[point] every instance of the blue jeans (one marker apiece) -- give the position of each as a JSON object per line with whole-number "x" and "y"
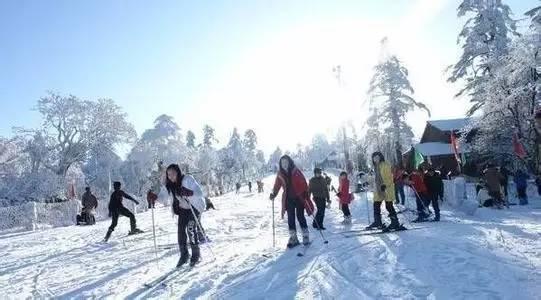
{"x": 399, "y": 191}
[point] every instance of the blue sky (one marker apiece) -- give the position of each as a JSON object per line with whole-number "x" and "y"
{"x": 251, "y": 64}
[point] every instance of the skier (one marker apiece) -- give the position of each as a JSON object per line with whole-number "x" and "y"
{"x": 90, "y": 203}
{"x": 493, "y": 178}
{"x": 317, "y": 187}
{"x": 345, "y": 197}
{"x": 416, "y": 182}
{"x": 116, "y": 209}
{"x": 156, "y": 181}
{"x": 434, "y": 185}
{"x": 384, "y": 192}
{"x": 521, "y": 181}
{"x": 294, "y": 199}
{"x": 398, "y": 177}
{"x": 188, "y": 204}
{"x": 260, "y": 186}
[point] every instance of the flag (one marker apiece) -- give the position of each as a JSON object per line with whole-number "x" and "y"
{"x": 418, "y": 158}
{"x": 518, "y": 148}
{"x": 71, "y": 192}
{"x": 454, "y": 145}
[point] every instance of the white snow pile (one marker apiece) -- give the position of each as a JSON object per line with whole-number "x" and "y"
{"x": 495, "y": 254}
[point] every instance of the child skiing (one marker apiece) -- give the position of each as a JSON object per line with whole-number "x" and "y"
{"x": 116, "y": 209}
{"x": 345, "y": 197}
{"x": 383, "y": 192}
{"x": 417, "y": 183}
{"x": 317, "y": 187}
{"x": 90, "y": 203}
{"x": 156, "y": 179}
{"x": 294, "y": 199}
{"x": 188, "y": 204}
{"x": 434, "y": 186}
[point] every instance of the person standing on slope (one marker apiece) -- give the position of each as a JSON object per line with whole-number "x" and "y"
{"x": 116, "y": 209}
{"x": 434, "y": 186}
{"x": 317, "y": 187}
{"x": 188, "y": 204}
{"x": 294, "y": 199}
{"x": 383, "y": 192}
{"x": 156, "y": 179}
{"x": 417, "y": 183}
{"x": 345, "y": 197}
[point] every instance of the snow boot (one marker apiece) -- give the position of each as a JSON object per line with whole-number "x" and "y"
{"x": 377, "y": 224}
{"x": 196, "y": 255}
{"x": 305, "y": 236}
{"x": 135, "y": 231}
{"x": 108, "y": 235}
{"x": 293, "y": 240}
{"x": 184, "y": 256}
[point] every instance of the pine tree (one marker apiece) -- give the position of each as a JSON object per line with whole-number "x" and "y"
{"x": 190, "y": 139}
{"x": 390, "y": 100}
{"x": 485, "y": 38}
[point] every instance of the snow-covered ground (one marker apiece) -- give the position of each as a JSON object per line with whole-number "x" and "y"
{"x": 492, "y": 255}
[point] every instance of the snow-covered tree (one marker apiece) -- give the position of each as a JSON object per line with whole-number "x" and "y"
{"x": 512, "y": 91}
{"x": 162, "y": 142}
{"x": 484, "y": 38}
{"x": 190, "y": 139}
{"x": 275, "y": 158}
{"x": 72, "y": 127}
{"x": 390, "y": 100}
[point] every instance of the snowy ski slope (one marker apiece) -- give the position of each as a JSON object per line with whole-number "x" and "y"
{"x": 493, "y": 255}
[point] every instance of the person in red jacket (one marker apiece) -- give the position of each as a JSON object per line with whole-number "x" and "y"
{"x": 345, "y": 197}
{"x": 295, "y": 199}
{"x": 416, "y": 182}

____________________

● **Set task**: Reproduce everything from the line containing "[point] every instance of the pine" down to the end of the material, requests included and left unchanged. Scale every x and y coordinate in the answers by 1.85, rounding each result to a whole number with halves rounded up.

● **Solution**:
[point] every instance of the pine tree (one marker apiece) -- give the position of each as a JSON object per line with whole-number "x" and "y"
{"x": 352, "y": 257}
{"x": 722, "y": 185}
{"x": 897, "y": 70}
[point] every instance of the snow-covered ground (one marker apiece) -- give the position of each as a JSON object per line with whole-number "x" and "y"
{"x": 910, "y": 472}
[point] every instance of the snow-covered tree (one marker apiece) -- give the position of each as a JSON object per line with whole-number "x" and "y"
{"x": 947, "y": 168}
{"x": 300, "y": 263}
{"x": 895, "y": 70}
{"x": 352, "y": 257}
{"x": 509, "y": 292}
{"x": 133, "y": 235}
{"x": 722, "y": 185}
[point] every instance of the snowy ski slope (one marker apiece) -- give the position of each as a JSON object per line with whole-number "x" and "y"
{"x": 912, "y": 472}
[point] every instance of the person in red jacket (one marker apiece) -- give the position of each as a JSON object per line with whole-number "x" and "y"
{"x": 638, "y": 364}
{"x": 546, "y": 368}
{"x": 770, "y": 337}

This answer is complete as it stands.